[Entries supplied]

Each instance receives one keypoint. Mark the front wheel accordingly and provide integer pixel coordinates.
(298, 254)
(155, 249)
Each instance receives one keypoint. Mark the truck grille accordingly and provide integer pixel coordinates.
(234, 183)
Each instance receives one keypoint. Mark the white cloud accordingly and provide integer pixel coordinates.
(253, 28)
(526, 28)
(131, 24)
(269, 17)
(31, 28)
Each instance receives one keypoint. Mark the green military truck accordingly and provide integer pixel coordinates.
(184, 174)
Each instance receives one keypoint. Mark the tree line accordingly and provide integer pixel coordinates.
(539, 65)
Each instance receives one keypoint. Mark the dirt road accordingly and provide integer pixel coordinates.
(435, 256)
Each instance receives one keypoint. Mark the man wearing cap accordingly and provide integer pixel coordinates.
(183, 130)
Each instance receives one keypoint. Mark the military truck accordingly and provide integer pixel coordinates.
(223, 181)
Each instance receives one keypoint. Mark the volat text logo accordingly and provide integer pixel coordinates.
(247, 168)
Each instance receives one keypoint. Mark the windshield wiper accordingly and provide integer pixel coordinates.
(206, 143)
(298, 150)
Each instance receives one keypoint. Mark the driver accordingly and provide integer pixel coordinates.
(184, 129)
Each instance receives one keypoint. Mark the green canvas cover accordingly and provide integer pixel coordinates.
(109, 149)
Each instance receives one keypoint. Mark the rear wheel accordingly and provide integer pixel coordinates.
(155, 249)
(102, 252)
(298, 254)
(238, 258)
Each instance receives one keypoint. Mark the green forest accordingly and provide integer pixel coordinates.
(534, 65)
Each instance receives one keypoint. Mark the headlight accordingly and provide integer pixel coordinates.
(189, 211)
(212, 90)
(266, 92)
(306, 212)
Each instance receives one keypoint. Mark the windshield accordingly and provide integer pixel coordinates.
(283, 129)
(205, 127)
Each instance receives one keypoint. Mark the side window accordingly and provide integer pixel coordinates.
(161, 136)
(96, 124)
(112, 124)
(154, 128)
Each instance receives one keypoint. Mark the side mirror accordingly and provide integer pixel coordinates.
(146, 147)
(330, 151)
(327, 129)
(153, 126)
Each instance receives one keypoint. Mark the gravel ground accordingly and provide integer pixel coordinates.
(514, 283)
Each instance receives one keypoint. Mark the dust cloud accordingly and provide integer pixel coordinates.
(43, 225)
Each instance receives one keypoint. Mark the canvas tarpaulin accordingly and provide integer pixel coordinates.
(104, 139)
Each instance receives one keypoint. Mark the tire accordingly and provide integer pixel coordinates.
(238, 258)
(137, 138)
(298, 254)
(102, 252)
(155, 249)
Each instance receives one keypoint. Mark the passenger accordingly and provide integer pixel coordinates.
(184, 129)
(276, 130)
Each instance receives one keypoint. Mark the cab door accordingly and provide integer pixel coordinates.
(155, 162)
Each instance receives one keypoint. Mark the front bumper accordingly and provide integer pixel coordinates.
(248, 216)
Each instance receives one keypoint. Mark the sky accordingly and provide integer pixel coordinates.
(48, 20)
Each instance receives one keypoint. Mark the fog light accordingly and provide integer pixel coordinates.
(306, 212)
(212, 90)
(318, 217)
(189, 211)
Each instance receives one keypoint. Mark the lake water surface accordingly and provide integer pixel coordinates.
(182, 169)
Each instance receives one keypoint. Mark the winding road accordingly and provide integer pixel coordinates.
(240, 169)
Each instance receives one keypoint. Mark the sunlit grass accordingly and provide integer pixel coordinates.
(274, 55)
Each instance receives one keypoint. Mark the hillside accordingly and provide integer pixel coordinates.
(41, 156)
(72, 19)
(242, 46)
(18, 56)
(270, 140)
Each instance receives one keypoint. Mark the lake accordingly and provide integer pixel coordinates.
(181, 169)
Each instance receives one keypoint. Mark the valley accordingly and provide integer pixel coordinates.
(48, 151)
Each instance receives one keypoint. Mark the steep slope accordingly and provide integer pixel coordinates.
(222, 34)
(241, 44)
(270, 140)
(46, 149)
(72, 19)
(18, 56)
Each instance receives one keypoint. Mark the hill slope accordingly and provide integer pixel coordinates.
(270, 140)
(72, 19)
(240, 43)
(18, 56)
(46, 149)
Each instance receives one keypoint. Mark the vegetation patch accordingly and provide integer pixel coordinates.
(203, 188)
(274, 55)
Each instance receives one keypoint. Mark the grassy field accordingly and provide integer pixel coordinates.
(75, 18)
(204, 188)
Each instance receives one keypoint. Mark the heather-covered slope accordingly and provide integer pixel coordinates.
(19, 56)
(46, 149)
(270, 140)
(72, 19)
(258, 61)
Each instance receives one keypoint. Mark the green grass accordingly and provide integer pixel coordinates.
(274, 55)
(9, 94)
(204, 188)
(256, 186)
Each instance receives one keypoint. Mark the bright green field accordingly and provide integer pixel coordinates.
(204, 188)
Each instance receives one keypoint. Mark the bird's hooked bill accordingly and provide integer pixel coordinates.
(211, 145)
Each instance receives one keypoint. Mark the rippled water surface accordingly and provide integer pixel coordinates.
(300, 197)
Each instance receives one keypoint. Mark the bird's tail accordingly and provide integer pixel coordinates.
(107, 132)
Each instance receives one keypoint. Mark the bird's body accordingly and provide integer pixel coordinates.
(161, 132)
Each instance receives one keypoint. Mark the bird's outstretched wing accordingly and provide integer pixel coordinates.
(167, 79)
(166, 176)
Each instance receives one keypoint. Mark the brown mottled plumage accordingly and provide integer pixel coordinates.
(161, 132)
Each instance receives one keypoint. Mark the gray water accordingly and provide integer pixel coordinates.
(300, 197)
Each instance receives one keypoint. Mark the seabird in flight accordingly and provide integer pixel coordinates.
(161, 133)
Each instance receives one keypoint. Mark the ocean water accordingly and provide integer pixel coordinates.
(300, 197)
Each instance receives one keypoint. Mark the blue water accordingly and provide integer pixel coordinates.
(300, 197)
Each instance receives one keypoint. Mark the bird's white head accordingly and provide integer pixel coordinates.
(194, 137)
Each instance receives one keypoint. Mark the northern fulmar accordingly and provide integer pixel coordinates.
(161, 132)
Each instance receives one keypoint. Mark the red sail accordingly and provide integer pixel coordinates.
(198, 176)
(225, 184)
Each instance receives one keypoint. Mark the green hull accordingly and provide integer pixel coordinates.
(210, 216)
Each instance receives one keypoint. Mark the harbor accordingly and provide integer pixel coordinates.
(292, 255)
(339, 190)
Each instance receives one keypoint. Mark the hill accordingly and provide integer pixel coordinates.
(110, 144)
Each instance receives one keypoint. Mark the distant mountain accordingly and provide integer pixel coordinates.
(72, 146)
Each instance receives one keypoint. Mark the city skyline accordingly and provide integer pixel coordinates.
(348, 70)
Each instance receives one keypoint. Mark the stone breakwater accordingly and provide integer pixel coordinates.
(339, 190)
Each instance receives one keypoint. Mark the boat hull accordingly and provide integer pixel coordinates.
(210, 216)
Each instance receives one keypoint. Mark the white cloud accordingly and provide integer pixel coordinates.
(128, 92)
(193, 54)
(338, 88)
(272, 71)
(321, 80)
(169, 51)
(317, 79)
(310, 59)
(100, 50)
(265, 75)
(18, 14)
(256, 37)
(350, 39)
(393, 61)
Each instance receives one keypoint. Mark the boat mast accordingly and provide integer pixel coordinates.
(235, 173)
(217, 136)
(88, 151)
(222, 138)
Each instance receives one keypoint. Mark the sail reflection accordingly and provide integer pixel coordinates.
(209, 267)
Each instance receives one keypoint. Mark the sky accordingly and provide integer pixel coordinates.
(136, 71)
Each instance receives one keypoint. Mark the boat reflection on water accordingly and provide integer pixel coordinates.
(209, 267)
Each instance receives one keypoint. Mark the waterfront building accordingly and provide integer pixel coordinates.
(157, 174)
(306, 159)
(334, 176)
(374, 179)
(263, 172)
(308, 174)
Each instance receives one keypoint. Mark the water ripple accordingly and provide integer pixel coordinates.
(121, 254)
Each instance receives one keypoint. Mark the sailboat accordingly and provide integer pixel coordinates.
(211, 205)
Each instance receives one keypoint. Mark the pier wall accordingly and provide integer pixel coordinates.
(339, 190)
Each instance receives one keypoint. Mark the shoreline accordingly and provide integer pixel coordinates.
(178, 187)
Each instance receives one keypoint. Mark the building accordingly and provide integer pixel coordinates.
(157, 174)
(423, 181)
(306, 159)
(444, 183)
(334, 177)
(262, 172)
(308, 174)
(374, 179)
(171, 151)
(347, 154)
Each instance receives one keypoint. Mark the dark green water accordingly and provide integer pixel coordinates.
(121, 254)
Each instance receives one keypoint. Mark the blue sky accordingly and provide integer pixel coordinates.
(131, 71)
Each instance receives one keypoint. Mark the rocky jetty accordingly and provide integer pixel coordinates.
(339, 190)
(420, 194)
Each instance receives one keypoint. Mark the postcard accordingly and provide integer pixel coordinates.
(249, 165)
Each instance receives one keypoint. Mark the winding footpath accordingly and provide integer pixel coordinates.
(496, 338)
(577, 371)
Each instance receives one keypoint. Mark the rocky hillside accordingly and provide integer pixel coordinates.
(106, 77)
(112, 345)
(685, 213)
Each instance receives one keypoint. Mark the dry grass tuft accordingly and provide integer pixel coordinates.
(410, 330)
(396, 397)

[/Entries supplied]

§ **Assignment**: The expected output is the lines from the one holding "Each instance receives one keypoint. Mark the rocky hillside" through the last line of the data, exactly as they appear, with nothing before or after.

§ **Task solution**:
Each instance receives one keypoint. Mark the rocky hillside accordingly and provide integer pixel coordinates.
(106, 77)
(112, 345)
(685, 213)
Each instance receives one keypoint. Mark the dry grass tuft accordingly and provide integer pixel coordinates.
(410, 330)
(396, 397)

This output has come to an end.